# Document text:

The firm of Marcus Witmark & Sons was established in New York City in 1886. The father, Marcus Witmark, was the legal head of the company; but from the beginning it was run by his sons Isidore, Julius, and Jay, who were under legal age when the company started (ranging in age from 17 to 14 years old). They started out publishing their own compositions. They were adept at plugging songs, and within a few years were publishing the works of such composers as Victor Herbert, George M. Cohan, Louise Christine Rebe, Ben Harney, Pauline B. Story, and John Walter Bratton.

In 1888, M. Witmark & Sons LP relocated to 32 East 14th Street in Manhattan, becoming the first music publisher to settle into the theatre district. Isadore found the contracts, and Julius sang and demonstrated the songs, thereby becoming the first song pluggers in the young industry. Some of the publisher's early hit songs included "After the Ball" by Charles K. Harris and "Sweet Adeline" by Harry Armstrong and Richard H. Gerard.

Witmark originated the practice of giving free "professional copies" of their new music to famous and established singers and bands, which proved so successful an advertising method that it was copied by the rest of the music publishers.

When the International Copyright Law was passed in 1891, Witmark pioneered publishing versions of British music in the United States and arranging for American hits to be published in the UK.

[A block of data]
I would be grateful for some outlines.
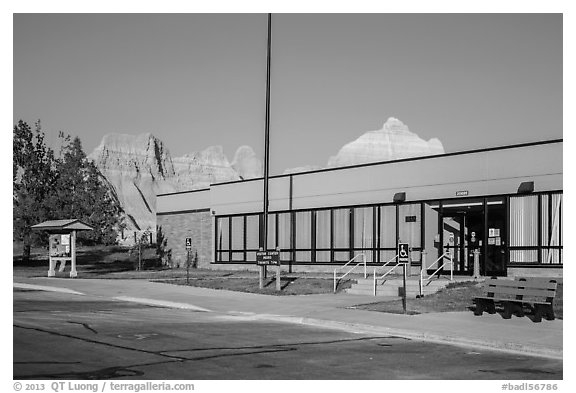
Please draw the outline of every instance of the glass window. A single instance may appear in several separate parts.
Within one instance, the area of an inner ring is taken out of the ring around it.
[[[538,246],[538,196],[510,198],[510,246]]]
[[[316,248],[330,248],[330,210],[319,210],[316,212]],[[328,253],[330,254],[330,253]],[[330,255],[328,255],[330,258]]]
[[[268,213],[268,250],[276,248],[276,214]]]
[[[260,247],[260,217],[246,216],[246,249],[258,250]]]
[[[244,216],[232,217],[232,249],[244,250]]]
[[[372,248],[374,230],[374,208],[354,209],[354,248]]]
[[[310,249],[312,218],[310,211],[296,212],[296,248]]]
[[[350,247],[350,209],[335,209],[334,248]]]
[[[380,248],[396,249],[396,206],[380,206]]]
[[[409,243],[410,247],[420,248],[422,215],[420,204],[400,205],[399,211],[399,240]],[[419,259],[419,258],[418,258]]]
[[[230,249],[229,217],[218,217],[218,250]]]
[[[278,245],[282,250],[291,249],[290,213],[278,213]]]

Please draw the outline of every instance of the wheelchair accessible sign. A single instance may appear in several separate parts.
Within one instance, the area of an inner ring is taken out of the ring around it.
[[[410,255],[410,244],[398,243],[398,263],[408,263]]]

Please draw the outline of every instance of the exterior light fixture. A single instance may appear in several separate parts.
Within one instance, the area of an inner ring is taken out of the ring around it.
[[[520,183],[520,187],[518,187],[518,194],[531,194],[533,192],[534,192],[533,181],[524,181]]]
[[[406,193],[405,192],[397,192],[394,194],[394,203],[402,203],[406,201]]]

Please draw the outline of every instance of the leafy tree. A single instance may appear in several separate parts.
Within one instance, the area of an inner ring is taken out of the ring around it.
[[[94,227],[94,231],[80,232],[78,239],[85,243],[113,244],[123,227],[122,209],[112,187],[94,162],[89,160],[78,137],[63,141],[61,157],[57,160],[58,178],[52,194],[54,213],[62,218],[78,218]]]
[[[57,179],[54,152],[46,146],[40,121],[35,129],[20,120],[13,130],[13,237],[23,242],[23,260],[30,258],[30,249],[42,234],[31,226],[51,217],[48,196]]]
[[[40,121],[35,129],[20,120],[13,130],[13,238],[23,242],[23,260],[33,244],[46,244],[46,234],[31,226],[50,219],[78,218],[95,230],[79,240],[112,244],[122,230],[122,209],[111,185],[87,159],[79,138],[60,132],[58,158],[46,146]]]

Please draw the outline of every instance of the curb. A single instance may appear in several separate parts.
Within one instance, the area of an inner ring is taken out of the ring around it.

* * *

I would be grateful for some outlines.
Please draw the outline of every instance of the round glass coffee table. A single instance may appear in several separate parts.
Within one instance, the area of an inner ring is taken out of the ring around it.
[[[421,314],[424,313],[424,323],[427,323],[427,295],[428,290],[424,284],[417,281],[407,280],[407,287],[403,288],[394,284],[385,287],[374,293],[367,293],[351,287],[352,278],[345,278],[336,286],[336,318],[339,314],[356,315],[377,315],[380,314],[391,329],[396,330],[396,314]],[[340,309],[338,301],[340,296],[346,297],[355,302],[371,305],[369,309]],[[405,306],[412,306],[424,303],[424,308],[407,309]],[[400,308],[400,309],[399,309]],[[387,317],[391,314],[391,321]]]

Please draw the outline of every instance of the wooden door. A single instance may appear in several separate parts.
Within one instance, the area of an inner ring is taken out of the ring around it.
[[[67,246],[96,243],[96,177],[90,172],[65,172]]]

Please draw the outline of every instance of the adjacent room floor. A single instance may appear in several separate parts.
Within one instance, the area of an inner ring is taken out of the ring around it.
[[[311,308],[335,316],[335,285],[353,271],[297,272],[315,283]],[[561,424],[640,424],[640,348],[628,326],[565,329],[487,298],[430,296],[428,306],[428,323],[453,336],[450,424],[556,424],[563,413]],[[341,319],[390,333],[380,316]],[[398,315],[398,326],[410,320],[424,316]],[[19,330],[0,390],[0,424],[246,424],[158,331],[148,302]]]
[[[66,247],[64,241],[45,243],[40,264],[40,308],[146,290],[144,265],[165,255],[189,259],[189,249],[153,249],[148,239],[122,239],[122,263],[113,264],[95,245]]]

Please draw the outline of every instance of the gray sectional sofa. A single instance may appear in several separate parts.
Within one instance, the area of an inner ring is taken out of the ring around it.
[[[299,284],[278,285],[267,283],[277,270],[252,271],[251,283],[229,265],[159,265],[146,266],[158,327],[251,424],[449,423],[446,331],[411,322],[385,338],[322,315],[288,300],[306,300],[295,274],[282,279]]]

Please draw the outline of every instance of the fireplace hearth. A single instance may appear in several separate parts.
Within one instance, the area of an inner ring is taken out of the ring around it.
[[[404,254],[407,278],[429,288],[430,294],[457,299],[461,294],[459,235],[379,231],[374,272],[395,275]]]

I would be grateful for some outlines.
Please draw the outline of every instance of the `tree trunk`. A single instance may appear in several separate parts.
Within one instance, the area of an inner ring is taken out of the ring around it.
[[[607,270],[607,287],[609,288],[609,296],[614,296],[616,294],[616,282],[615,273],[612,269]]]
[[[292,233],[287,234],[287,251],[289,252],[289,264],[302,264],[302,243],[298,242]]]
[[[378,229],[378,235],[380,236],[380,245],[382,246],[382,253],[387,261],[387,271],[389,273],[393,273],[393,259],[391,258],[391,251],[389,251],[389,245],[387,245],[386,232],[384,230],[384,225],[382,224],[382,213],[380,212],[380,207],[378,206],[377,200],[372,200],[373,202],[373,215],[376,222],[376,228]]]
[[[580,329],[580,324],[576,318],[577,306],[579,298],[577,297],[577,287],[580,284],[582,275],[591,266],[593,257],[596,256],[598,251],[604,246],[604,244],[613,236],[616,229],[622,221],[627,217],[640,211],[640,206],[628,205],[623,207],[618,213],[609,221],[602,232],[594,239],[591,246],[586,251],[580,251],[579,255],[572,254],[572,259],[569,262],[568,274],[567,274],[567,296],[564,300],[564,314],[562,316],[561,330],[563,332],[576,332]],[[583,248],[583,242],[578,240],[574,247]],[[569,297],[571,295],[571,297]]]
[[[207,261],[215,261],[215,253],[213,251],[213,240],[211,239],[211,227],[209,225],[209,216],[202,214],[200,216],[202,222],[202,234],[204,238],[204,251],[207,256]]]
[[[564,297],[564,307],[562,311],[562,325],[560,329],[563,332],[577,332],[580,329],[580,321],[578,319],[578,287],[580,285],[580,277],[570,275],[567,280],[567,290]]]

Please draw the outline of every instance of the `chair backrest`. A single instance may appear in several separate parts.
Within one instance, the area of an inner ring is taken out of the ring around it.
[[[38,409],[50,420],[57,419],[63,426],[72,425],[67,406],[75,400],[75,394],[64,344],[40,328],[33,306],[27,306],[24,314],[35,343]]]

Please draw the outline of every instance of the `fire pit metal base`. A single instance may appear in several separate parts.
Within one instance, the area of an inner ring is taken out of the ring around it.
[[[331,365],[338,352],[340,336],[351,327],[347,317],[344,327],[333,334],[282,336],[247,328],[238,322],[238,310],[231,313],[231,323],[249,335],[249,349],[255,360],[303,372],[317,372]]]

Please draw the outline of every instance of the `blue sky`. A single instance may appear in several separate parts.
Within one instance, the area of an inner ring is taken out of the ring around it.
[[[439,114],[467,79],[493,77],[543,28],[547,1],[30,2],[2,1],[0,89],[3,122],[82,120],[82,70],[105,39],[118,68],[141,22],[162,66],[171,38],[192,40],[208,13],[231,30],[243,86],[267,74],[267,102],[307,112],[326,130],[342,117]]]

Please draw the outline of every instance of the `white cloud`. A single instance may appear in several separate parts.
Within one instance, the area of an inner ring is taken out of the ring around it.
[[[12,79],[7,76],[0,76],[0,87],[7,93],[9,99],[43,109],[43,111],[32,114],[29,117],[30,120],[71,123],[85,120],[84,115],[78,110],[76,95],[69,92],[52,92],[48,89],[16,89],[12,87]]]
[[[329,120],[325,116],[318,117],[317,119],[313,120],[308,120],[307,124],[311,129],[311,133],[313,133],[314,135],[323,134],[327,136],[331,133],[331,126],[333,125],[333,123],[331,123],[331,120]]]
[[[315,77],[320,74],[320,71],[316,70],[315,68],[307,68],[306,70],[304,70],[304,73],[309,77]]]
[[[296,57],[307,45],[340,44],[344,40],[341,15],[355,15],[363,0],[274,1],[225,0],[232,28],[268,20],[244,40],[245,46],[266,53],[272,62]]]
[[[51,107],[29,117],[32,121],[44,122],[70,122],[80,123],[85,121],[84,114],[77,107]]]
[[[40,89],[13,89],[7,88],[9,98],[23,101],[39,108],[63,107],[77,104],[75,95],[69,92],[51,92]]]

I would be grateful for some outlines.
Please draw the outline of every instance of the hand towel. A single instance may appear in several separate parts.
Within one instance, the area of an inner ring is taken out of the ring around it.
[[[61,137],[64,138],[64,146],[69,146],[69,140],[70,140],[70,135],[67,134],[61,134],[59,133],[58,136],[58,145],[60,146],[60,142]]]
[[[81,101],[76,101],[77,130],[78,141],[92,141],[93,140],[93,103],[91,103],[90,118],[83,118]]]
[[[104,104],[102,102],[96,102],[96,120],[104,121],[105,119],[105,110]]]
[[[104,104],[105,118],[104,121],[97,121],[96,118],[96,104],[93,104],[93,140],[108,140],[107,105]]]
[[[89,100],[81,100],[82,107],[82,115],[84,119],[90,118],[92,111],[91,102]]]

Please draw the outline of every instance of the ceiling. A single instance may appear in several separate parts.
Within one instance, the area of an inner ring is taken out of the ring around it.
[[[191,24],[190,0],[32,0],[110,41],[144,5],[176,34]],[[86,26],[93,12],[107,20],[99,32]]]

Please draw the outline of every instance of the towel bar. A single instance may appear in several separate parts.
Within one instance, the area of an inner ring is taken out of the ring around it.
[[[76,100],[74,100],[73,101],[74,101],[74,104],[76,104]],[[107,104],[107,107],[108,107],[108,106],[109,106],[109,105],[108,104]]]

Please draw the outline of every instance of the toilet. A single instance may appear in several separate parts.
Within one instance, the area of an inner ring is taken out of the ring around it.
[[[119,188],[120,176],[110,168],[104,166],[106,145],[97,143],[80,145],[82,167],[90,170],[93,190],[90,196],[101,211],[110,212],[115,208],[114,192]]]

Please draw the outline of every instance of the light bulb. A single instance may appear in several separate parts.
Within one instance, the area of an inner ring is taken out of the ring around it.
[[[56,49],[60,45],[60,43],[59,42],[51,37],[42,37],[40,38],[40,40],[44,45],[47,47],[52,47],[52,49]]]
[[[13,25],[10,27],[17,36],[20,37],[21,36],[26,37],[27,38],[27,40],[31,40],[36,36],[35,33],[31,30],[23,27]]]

* * *

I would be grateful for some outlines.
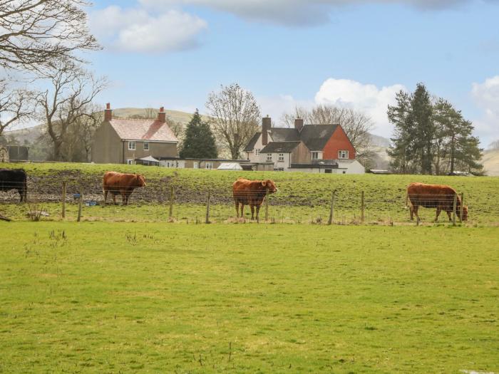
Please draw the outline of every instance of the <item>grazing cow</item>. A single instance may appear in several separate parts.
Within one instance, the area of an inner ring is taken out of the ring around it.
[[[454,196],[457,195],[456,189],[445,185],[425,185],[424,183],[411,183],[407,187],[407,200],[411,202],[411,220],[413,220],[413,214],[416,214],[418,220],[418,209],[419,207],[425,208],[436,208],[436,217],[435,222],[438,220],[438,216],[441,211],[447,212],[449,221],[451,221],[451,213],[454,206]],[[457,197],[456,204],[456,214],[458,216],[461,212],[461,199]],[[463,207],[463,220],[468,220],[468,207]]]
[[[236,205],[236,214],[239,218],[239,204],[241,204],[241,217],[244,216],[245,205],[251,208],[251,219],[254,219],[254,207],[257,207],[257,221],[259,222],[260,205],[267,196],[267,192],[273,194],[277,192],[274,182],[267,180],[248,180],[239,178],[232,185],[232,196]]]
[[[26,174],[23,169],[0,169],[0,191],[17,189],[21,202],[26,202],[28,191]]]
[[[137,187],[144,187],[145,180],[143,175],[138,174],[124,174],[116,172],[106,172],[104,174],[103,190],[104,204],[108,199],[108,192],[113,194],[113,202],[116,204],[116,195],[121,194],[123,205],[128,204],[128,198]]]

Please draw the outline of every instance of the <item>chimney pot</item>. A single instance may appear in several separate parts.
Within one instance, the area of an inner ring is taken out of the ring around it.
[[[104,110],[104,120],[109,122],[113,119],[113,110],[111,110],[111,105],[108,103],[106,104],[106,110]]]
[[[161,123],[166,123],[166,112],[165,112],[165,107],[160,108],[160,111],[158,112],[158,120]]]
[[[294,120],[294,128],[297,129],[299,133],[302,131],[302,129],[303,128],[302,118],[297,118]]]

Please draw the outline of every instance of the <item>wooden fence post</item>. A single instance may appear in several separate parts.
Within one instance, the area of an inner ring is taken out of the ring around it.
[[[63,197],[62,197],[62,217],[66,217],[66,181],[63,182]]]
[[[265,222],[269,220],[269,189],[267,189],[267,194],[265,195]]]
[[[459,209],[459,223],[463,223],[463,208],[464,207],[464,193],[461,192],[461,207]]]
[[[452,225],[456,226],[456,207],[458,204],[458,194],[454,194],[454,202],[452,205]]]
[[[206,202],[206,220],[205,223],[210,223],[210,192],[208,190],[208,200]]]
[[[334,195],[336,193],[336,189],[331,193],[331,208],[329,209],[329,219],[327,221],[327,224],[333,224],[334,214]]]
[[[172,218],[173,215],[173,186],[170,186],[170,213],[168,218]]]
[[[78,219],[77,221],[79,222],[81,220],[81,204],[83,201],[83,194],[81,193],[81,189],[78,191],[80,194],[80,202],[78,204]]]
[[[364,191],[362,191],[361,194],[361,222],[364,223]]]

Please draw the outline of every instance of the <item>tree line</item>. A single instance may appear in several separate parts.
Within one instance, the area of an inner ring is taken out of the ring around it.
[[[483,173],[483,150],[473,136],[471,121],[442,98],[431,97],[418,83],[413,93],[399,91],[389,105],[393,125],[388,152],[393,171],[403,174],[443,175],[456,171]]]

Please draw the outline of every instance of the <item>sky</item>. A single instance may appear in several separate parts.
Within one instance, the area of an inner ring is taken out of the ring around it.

# What to produce:
Carry on the text about the Witmark music publishing firm from the point where it stops. The items are separate material and have no connection to the text about the Witmark music publishing firm.

# Response for this exercise:
== Family ==
Witmark Family
| Relationship | Name | Birth | Death | Notes |
| Father | Marcus Witmark | 1834 Prussia | Mar. 29, 1910 Manhattan | Married Peyser Oct. 4, 1866 |
| Mother | Hennrietta Witmark née Peyser | 1840 Prussia | Dec. 14, 1906 Manhattan | |
| Son | Isidore Witmark | 1870 Manhattan | Apr. 19, 1941 Manhattan | |
| Son | Julius ("Julie") Peyser Witmark | 1871 Manhattan | June 14, 1929 Manhattan | |
| Son | Jacob ("Jay") Witmark | Mar. 31, 1872 Manhattan | Feb. 1950 Manhattan | One of the nine founding members of ASCAP in 1914 |
| Son | Frank Morris Witmark | 1875 Manhattan | Aug 3, 1948 Weehawken, NJ | |
| Son | Edward Witmark | 1877 Manhattan | | |
| Daughter | Frances Klein (Mrs. Joseph A. Klein) née Witmark | 1874 Manhattan | 1957 Manhattan | Married Klein Jan. 11, 1905 Manhattan |
| Son | Adolph S. Witmark | 1882 Manhattan | July 15, 1926 Manhattan | |

== Succession of ownership ==
Tams-Witmark
 In 1922, Sargent Aborn (1867–1956), brother of Milton Aborn (1864–1933), both of the Aborn Opera Company, acquired the Arthur W. Tams (1848–1927) music library, a collection that had become the largest circulating music library in the world — and by extension, Witmark's biggest competitor in the music-rental field. In January of 1925, M. Witmark & Sons acquired the music Tams library, ending 30 years of intense rivalry. The combined Tams-Witmark library, operating as the Tam-Witmark Music Library Inc. (a New York corporation) secured its position as the largest source of musical-comedy and operatic music for amateur and professional productions. Sargent Aborn was president of Tams-Witmark from its founding until his death in 1957. In 1942, Sargent Aborn and his son, Louis Henry Aborn (1912–2005), acquired the rights to the Tams Library. As of 2014, the co-chairmen were Robert Aborn Hut (born 1935) and Sargent Louis Aborn (born 1948) and the executive vice-president was Peter Aborn Hut (born 1940). All three are grandchildren of Sargent Aborn. Tams-Witmark was acquired by Concord in 2018.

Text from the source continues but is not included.